--- Exercise inputs ---

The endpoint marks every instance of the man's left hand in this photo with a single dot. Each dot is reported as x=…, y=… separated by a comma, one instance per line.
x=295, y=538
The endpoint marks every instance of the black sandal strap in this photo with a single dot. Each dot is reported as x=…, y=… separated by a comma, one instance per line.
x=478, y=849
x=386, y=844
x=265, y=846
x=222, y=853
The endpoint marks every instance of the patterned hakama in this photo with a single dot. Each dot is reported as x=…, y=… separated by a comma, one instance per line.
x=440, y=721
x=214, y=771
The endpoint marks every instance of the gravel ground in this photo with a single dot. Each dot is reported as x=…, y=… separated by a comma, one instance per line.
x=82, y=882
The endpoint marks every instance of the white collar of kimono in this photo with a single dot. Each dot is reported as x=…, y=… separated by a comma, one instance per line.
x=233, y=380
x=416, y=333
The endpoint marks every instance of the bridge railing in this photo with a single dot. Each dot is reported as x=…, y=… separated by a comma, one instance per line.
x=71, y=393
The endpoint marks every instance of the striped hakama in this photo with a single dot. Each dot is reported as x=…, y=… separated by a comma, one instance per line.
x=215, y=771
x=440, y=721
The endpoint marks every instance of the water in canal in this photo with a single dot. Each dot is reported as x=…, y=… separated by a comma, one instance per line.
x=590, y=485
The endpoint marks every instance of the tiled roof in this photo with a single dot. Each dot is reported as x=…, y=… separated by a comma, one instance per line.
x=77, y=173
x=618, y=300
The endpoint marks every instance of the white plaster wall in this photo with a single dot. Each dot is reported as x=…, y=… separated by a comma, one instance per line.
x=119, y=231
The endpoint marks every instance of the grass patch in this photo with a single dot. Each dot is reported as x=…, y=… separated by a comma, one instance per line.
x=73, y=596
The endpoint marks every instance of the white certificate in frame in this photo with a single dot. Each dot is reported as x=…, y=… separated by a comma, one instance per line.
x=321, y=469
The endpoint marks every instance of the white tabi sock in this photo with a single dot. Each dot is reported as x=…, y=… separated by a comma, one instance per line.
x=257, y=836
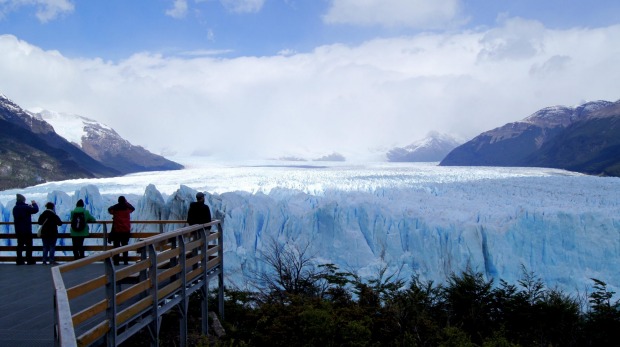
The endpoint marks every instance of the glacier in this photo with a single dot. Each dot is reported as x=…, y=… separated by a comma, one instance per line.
x=413, y=218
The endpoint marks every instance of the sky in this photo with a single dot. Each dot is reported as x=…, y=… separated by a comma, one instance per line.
x=260, y=79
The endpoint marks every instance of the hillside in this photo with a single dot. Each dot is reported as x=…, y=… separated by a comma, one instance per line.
x=32, y=152
x=582, y=139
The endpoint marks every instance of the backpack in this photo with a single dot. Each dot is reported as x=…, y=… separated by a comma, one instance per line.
x=78, y=221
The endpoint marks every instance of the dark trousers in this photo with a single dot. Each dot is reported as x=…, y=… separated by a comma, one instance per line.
x=49, y=248
x=121, y=239
x=78, y=247
x=24, y=243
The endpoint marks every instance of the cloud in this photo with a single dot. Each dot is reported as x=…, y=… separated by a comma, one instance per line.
x=243, y=6
x=353, y=100
x=394, y=13
x=179, y=10
x=47, y=10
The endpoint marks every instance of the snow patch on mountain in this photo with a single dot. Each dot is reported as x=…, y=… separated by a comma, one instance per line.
x=70, y=126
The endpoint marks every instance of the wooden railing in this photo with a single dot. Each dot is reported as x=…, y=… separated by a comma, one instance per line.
x=112, y=303
x=97, y=239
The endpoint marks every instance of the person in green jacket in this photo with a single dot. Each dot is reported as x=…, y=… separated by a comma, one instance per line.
x=80, y=218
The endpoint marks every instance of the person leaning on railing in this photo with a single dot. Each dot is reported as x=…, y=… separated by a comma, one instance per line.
x=121, y=226
x=199, y=212
x=49, y=222
x=22, y=213
x=78, y=236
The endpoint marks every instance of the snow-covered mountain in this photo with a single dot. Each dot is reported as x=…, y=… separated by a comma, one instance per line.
x=434, y=147
x=416, y=218
x=573, y=138
x=31, y=152
x=104, y=144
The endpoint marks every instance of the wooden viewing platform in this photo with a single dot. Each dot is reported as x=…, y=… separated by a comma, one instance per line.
x=95, y=301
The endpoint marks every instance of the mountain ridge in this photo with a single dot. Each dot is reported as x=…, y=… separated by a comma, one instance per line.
x=545, y=137
x=31, y=152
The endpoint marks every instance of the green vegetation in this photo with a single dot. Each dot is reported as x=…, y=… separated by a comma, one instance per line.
x=299, y=303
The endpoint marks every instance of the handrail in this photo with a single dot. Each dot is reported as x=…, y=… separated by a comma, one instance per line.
x=94, y=234
x=126, y=299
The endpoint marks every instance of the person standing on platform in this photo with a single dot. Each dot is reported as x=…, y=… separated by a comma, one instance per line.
x=199, y=212
x=49, y=222
x=80, y=218
x=121, y=226
x=22, y=217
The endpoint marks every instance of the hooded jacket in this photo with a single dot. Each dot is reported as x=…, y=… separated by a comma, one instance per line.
x=121, y=221
x=22, y=217
x=50, y=222
x=87, y=216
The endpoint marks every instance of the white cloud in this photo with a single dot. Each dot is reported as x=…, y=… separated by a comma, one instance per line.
x=179, y=9
x=243, y=6
x=337, y=98
x=394, y=13
x=47, y=10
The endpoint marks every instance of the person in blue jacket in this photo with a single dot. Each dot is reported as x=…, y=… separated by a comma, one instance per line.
x=22, y=217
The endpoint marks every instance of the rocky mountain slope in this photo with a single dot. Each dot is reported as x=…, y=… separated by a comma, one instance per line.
x=31, y=152
x=583, y=139
x=432, y=148
x=105, y=145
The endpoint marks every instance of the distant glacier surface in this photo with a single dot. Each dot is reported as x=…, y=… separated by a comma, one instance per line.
x=414, y=218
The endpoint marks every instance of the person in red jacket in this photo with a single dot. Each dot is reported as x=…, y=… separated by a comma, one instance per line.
x=121, y=226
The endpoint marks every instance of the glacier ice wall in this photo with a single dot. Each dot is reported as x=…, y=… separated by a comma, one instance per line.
x=565, y=228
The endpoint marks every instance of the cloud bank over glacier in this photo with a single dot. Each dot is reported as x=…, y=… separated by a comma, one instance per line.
x=354, y=99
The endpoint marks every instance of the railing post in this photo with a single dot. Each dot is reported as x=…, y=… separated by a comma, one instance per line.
x=105, y=236
x=204, y=304
x=154, y=289
x=220, y=254
x=111, y=296
x=184, y=302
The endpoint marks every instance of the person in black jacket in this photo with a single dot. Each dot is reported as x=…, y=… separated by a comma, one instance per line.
x=49, y=222
x=198, y=212
x=22, y=213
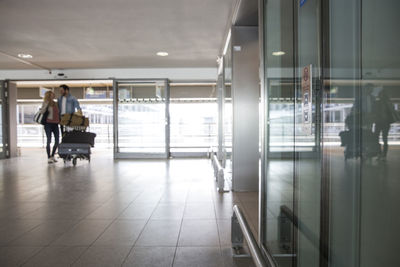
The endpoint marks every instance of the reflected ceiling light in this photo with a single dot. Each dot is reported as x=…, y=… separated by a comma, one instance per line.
x=25, y=56
x=278, y=53
x=162, y=54
x=227, y=41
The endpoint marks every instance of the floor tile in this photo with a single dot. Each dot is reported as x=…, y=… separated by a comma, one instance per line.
x=150, y=257
x=108, y=211
x=198, y=257
x=103, y=256
x=15, y=256
x=199, y=233
x=138, y=211
x=160, y=233
x=168, y=211
x=56, y=256
x=83, y=234
x=199, y=211
x=121, y=233
x=45, y=233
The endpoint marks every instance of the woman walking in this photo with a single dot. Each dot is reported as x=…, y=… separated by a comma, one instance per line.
x=51, y=125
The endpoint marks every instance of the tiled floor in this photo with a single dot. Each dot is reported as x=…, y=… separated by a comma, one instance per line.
x=116, y=213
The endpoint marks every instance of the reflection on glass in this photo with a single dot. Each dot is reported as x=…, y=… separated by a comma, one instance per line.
x=193, y=126
x=141, y=118
x=31, y=134
x=228, y=109
x=1, y=117
x=361, y=133
x=278, y=230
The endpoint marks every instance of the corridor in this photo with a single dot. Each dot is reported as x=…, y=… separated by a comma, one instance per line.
x=116, y=213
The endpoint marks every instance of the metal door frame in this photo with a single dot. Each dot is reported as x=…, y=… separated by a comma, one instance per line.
x=4, y=118
x=133, y=155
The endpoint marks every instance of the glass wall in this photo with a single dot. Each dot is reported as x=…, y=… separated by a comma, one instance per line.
x=1, y=119
x=332, y=132
x=141, y=118
x=227, y=108
x=193, y=125
x=277, y=233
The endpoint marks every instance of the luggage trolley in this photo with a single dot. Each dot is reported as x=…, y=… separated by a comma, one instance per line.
x=76, y=144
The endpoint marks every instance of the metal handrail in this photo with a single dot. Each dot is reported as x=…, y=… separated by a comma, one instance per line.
x=255, y=251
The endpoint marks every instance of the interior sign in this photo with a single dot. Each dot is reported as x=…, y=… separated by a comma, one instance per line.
x=306, y=92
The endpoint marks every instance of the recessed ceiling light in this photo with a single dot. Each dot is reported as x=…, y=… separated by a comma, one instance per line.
x=278, y=53
x=25, y=56
x=162, y=54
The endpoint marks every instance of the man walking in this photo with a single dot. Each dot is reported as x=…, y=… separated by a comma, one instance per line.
x=67, y=104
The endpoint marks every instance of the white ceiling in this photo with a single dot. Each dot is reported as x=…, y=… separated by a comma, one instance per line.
x=63, y=34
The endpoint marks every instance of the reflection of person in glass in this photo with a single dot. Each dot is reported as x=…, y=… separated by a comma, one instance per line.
x=385, y=115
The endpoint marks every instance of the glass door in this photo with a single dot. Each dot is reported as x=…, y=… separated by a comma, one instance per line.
x=141, y=115
x=2, y=116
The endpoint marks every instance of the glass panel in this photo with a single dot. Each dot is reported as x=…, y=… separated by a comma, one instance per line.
x=141, y=117
x=278, y=229
x=193, y=125
x=361, y=132
x=380, y=183
x=307, y=131
x=1, y=119
x=228, y=116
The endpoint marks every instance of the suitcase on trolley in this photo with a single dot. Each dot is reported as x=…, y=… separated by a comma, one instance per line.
x=78, y=137
x=73, y=151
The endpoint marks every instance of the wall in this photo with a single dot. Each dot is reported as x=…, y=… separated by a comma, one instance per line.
x=245, y=99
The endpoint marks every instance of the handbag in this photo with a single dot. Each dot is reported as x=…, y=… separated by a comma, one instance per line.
x=40, y=117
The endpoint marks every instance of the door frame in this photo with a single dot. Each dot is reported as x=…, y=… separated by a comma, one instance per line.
x=133, y=155
x=4, y=118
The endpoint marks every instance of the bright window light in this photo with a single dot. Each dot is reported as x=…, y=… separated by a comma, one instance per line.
x=25, y=56
x=278, y=53
x=162, y=54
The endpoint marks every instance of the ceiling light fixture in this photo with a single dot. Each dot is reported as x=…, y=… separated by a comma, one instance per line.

---

Copy the material again, starting at the line containing "The endpoint marks every instance of the striped" and ending at the line containing "x=590, y=485", with every coordinate increased by 123.

• Completed task:
The endpoint marks every instance of the striped hakama in this photo with a single dot. Each dot is reported as x=…, y=… separated by a comma, one instance per line.
x=338, y=894
x=563, y=844
The endpoint marks every instance of the water in canal in this photo with a single dot. Each dot is reported as x=…, y=… separated by a comma, one instance per line.
x=713, y=608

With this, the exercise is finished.